» **ASSIGNMENT**
All records below are to be repeated precisely, with nothing added.

» **EXERCISE INPUTS**
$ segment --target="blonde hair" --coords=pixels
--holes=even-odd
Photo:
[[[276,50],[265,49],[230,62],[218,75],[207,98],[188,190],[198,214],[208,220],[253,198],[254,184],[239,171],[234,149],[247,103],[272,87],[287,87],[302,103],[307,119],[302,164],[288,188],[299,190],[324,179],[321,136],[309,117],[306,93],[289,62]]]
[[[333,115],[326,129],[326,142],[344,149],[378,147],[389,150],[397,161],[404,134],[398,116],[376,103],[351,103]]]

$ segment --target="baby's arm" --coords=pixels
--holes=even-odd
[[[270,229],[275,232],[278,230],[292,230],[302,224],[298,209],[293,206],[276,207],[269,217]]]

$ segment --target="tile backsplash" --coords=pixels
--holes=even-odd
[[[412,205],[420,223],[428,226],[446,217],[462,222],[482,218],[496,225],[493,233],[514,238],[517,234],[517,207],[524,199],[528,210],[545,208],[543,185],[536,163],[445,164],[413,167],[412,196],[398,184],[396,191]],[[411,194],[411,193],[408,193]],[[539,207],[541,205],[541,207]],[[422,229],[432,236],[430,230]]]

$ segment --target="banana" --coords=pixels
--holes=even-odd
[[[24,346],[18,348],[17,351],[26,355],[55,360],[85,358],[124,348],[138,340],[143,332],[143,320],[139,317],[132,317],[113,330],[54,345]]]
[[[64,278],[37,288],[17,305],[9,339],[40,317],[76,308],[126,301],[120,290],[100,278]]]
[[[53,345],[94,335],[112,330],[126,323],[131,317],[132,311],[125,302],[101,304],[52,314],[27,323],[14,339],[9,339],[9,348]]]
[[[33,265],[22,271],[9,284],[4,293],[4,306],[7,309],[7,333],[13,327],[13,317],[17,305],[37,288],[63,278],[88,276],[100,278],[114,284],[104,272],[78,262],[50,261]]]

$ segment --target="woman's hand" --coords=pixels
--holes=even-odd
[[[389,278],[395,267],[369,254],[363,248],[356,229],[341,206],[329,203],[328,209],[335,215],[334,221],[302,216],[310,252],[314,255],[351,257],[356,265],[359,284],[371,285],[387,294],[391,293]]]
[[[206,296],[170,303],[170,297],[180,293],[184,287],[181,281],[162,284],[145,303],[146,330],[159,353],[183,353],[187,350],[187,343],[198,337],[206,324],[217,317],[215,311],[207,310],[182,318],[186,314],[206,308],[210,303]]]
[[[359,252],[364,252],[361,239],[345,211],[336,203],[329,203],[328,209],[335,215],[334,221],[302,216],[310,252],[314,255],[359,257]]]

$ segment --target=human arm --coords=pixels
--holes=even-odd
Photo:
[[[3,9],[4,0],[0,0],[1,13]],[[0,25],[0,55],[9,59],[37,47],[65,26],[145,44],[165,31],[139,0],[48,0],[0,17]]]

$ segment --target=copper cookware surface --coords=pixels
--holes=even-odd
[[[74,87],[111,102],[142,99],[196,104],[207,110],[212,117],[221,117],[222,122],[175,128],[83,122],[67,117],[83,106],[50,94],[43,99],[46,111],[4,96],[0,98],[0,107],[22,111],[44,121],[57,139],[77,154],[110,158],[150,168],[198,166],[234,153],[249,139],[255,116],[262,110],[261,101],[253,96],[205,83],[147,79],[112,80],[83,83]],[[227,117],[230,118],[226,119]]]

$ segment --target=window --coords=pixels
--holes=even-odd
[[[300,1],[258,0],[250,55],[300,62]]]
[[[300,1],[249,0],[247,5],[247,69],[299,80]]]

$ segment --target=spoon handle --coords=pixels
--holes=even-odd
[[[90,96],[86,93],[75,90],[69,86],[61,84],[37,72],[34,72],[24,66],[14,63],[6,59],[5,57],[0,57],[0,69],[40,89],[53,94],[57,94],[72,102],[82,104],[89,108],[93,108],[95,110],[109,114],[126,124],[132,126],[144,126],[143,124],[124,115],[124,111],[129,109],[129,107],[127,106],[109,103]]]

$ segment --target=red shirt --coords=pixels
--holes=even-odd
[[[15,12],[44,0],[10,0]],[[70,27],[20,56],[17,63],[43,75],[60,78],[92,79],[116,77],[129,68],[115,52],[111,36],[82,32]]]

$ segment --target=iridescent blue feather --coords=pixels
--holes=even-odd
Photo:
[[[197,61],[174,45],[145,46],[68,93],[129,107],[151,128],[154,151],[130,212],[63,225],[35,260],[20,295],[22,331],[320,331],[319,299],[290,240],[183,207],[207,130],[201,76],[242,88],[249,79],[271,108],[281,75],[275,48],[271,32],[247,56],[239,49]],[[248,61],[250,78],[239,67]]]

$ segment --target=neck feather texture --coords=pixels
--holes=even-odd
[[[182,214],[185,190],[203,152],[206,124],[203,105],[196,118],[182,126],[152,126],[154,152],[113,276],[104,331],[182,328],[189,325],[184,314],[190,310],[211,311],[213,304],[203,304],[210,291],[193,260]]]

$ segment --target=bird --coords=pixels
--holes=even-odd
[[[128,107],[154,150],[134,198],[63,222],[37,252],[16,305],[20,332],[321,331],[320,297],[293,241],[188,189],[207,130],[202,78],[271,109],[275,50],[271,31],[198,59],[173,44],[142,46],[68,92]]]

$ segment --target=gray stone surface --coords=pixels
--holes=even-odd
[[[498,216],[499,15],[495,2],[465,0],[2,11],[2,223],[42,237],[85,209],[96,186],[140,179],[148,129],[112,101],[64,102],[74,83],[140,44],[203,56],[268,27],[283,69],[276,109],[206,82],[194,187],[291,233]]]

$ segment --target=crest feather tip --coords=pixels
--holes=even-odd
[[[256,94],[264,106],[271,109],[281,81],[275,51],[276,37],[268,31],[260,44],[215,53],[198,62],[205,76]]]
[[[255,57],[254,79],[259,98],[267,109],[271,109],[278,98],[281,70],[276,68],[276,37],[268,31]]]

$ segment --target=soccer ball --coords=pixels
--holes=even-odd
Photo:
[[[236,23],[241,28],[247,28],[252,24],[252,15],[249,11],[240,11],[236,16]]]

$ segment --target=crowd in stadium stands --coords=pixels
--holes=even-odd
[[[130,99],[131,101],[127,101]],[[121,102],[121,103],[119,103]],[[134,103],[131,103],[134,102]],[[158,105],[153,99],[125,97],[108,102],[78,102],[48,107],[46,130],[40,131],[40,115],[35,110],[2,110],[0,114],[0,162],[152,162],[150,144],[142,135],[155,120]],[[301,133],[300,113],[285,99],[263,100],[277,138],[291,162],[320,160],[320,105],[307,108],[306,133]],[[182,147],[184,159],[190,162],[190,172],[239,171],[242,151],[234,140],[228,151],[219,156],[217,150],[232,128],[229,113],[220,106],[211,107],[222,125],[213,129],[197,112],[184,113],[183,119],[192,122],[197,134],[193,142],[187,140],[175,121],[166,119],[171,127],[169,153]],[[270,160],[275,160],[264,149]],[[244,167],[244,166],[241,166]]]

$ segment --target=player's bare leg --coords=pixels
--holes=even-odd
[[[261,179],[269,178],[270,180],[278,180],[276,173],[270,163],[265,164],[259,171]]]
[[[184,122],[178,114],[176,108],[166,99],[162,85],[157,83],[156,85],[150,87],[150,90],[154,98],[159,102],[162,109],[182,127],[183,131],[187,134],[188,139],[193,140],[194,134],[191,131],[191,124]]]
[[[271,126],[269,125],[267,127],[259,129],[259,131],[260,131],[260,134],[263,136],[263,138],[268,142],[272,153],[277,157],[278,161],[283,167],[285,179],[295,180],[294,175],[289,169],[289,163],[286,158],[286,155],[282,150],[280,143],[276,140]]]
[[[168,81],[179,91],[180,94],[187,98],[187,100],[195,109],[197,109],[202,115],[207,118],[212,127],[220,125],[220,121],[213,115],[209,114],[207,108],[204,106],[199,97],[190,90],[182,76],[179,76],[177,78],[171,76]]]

» **SOLUTION TO THE PROBLEM**
$ segment --target="blonde hair" --coords=pixels
--holes=even-odd
Photo:
[[[276,50],[265,49],[230,62],[218,75],[207,98],[188,190],[198,214],[208,220],[253,198],[254,184],[239,171],[234,149],[247,103],[272,87],[287,87],[302,103],[307,119],[302,164],[288,188],[299,190],[324,179],[321,136],[309,117],[306,93],[289,62]]]
[[[333,115],[326,129],[326,142],[344,149],[378,147],[389,150],[397,161],[404,134],[398,116],[376,103],[351,103]]]

$ segment --target="baby's arm" --coords=pixels
--holes=even-odd
[[[270,229],[275,232],[278,230],[292,230],[302,224],[298,209],[293,206],[276,207],[269,217]]]

$ segment --target="tile backsplash" --coords=pixels
--holes=even-odd
[[[412,205],[420,223],[428,226],[446,217],[462,222],[482,218],[496,225],[493,233],[514,238],[517,234],[517,207],[524,199],[528,210],[545,208],[543,185],[536,163],[445,164],[413,167],[412,196],[398,184],[396,191]],[[411,194],[411,193],[408,193]],[[539,207],[541,205],[541,207]],[[422,229],[432,236],[430,230]]]

$ segment --target="banana" --coords=pixels
--holes=even-odd
[[[24,346],[18,348],[17,351],[26,355],[55,360],[85,358],[124,348],[138,340],[143,332],[143,320],[139,317],[132,317],[113,330],[54,345]]]
[[[64,278],[37,288],[17,305],[9,339],[40,317],[76,308],[126,301],[120,290],[100,278]]]
[[[53,345],[94,335],[112,330],[126,323],[131,317],[132,311],[125,302],[101,304],[52,314],[27,323],[14,339],[9,339],[9,348]]]
[[[33,265],[22,271],[9,284],[4,293],[4,306],[7,309],[7,333],[13,327],[13,317],[17,305],[37,288],[63,278],[88,276],[100,278],[114,284],[104,272],[78,262],[50,261]]]

$ segment --target="woman's hand" --coords=pixels
--holes=even-odd
[[[389,278],[395,267],[369,254],[363,248],[356,229],[341,206],[329,203],[328,209],[335,215],[334,221],[302,216],[310,252],[314,255],[351,257],[356,265],[359,284],[371,285],[387,294],[391,293]]]
[[[206,296],[170,303],[170,297],[180,293],[184,287],[181,281],[162,284],[145,303],[146,330],[159,353],[183,353],[187,350],[187,343],[198,337],[206,324],[217,317],[215,311],[207,310],[182,318],[186,314],[206,308],[210,303]]]
[[[359,252],[364,252],[361,239],[345,211],[336,203],[329,203],[328,209],[335,215],[334,221],[302,216],[310,252],[314,255],[359,257]]]

$ segment --target=human arm --coords=pixels
--holes=even-odd
Photo:
[[[3,9],[4,0],[0,0],[1,13]],[[0,25],[0,55],[9,59],[37,47],[65,26],[145,44],[165,31],[139,0],[48,0],[0,17]]]

$ segment --target=copper cookware surface --coords=pixels
--holes=even-odd
[[[74,87],[111,102],[142,99],[196,104],[207,110],[212,117],[221,117],[222,122],[175,128],[83,122],[67,117],[83,106],[50,94],[43,99],[46,111],[4,96],[0,98],[0,107],[22,111],[44,121],[57,139],[77,154],[110,158],[150,168],[198,166],[234,153],[249,139],[255,116],[262,110],[261,101],[253,96],[205,83],[147,79],[112,80],[83,83]],[[227,117],[230,118],[226,119]]]

$ segment --target=window --coords=pixels
--holes=even-odd
[[[300,1],[258,0],[250,55],[300,62]]]
[[[300,1],[249,0],[247,5],[247,69],[299,80]]]

$ segment --target=spoon handle --coords=pixels
--holes=even-odd
[[[90,96],[86,93],[75,90],[69,86],[61,84],[37,72],[34,72],[24,66],[14,63],[6,59],[5,57],[0,57],[0,69],[40,89],[53,94],[57,94],[72,102],[82,104],[89,108],[93,108],[95,110],[109,114],[126,124],[132,126],[144,126],[143,124],[124,115],[124,111],[129,109],[129,107],[127,106],[109,103]]]

$ segment --target=red shirt --coords=pixels
--holes=even-odd
[[[15,12],[44,0],[10,0]],[[70,27],[20,56],[17,63],[43,75],[60,78],[92,79],[116,77],[129,68],[115,52],[111,36],[82,32]]]

$ segment --target=iridescent blue feather --coords=pixels
--holes=even-odd
Photo:
[[[197,61],[174,45],[145,46],[68,93],[129,107],[151,128],[154,151],[130,212],[63,225],[35,260],[20,295],[22,331],[320,331],[319,299],[290,240],[183,207],[207,130],[201,76],[242,88],[249,79],[271,108],[281,75],[275,48],[271,32],[247,56],[239,49]],[[248,61],[250,78],[239,67]]]

$ segment --target=neck feather texture --coords=pixels
--holes=even-odd
[[[182,214],[185,190],[203,152],[206,124],[203,105],[196,118],[182,126],[152,126],[154,152],[113,276],[104,331],[182,328],[189,325],[184,314],[190,310],[211,311],[213,304],[203,304],[210,291],[193,260]]]

$ segment --target=bird --coords=pixels
--holes=even-odd
[[[128,107],[154,150],[134,198],[63,222],[37,252],[16,305],[20,332],[321,331],[320,297],[293,241],[188,189],[207,130],[202,78],[271,109],[275,50],[271,31],[198,59],[173,44],[142,46],[68,92]]]

$ segment --target=gray stone surface --coords=pixels
--holes=even-odd
[[[498,216],[499,15],[495,2],[465,0],[2,11],[2,223],[42,237],[85,209],[96,186],[140,179],[148,129],[112,101],[64,102],[74,83],[140,44],[203,56],[268,27],[283,69],[276,109],[206,82],[194,187],[291,233]]]

$ segment --target=crest feather tip --coords=pixels
--holes=even-odd
[[[256,94],[264,106],[271,109],[281,81],[275,51],[276,37],[268,31],[260,44],[215,53],[198,62],[205,76]]]
[[[255,57],[254,79],[259,98],[267,109],[271,109],[278,98],[281,70],[276,68],[276,37],[268,31]]]

$ segment --target=soccer ball --coords=pixels
--holes=even-odd
Photo:
[[[236,23],[241,28],[247,28],[252,24],[252,15],[249,11],[240,11],[236,16]]]

$ segment --target=crowd in stadium stands --coords=pixels
--holes=even-odd
[[[130,99],[131,101],[127,101]],[[121,102],[121,103],[119,103]],[[134,103],[131,103],[134,102]],[[158,105],[153,99],[125,97],[108,102],[78,102],[48,107],[46,130],[40,131],[40,115],[35,110],[2,110],[0,114],[0,162],[152,162],[150,144],[142,135],[155,120]],[[301,133],[300,113],[285,99],[263,100],[277,138],[291,162],[320,160],[320,105],[307,108],[306,133]],[[182,147],[184,159],[190,162],[190,172],[239,171],[242,151],[234,140],[228,151],[219,156],[217,150],[232,128],[229,113],[220,106],[211,107],[222,125],[213,129],[197,112],[184,113],[183,119],[192,122],[197,134],[193,142],[187,140],[175,121],[166,119],[171,127],[169,153]],[[270,160],[275,160],[264,149]],[[244,167],[244,166],[241,166]]]

$ segment --target=player's bare leg --coords=pixels
--holes=even-odd
[[[261,179],[269,178],[270,180],[278,180],[276,173],[270,163],[265,164],[259,171]]]
[[[184,122],[178,114],[176,108],[166,99],[162,85],[157,83],[156,85],[150,87],[150,90],[154,98],[159,102],[162,109],[182,127],[183,131],[187,134],[188,139],[193,140],[194,134],[191,131],[191,124]]]
[[[271,126],[269,125],[267,127],[259,129],[259,131],[260,131],[260,134],[263,136],[263,138],[268,142],[272,153],[277,157],[278,161],[283,167],[285,179],[295,180],[294,175],[289,169],[289,163],[286,158],[286,155],[282,150],[280,143],[276,140]]]
[[[168,81],[179,91],[180,94],[187,98],[187,100],[195,109],[197,109],[202,115],[207,118],[212,127],[220,125],[220,121],[213,115],[209,114],[207,108],[204,106],[199,97],[190,90],[182,76],[179,76],[177,78],[171,76]]]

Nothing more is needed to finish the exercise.